## Given problem
Rewrite all of the data below, changing each "Target" to "Label" and keeping every other character unchanged.

# Start of Source records

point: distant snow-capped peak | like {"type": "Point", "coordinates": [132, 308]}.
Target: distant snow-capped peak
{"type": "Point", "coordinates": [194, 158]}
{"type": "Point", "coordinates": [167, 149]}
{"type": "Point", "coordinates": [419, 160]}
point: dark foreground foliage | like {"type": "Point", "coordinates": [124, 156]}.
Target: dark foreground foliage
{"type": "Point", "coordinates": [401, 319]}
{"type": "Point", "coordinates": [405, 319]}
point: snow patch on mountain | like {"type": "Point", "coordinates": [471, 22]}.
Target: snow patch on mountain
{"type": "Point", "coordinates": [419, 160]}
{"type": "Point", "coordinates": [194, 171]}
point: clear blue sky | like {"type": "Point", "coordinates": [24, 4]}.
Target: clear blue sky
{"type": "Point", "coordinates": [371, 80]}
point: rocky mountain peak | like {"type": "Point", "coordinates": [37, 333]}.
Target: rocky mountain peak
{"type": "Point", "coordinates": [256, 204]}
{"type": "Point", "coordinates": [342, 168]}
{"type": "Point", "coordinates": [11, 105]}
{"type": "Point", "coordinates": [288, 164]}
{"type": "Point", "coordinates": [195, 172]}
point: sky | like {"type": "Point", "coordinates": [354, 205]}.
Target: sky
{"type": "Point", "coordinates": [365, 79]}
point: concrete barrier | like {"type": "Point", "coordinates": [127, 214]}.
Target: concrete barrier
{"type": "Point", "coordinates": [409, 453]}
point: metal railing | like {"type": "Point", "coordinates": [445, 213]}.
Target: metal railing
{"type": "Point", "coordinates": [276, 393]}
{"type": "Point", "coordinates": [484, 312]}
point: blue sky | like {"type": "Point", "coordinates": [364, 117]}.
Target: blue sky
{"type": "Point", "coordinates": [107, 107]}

# End of Source records

## Completed task
point: distant snow-capped peak | like {"type": "Point", "coordinates": [132, 308]}.
Label: distant snow-capped peak
{"type": "Point", "coordinates": [194, 158]}
{"type": "Point", "coordinates": [167, 149]}
{"type": "Point", "coordinates": [419, 160]}
point: dark foreground foliage | like {"type": "Point", "coordinates": [124, 156]}.
Label: dark foreground foliage
{"type": "Point", "coordinates": [401, 319]}
{"type": "Point", "coordinates": [405, 319]}
point: snow patch on mountain | like {"type": "Point", "coordinates": [471, 22]}.
Label: snow patch on mountain
{"type": "Point", "coordinates": [419, 160]}
{"type": "Point", "coordinates": [194, 171]}
point: clear blue sky | like {"type": "Point", "coordinates": [24, 4]}.
Label: clear blue sky
{"type": "Point", "coordinates": [371, 80]}
point: rocky mountain peak | like {"type": "Point", "coordinates": [37, 333]}.
Label: rocky mountain peak
{"type": "Point", "coordinates": [256, 204]}
{"type": "Point", "coordinates": [342, 168]}
{"type": "Point", "coordinates": [11, 105]}
{"type": "Point", "coordinates": [288, 164]}
{"type": "Point", "coordinates": [195, 172]}
point: sky | like {"type": "Point", "coordinates": [354, 205]}.
Label: sky
{"type": "Point", "coordinates": [365, 79]}
point: concrete barrier | like {"type": "Point", "coordinates": [127, 214]}.
Label: concrete barrier
{"type": "Point", "coordinates": [409, 453]}
point: metal railing | like {"type": "Point", "coordinates": [445, 213]}.
Label: metal railing
{"type": "Point", "coordinates": [276, 393]}
{"type": "Point", "coordinates": [484, 312]}
point: blue sky | like {"type": "Point", "coordinates": [364, 117]}.
Label: blue sky
{"type": "Point", "coordinates": [107, 107]}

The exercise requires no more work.